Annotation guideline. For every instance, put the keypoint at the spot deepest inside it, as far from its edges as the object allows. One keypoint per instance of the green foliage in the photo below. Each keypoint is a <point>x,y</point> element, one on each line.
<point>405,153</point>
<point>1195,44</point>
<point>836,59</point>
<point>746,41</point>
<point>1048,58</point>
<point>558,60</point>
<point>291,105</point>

━━━━━━━━━━━━━━━━

WORK INSTRUCTIONS:
Rewrite the entries, substituting "leaves" for "foliage" and leaving everything else the same.

RESPONSE:
Annotation guideline. For every instance, put the keypoint at the spot deepest inside it, as far from its edges as the object allows. One keypoint per instance of the green leaves in the photo below. Each keypoint is a <point>x,y</point> element, one on each line.
<point>405,153</point>
<point>1195,44</point>
<point>836,59</point>
<point>746,41</point>
<point>1048,58</point>
<point>558,60</point>
<point>291,105</point>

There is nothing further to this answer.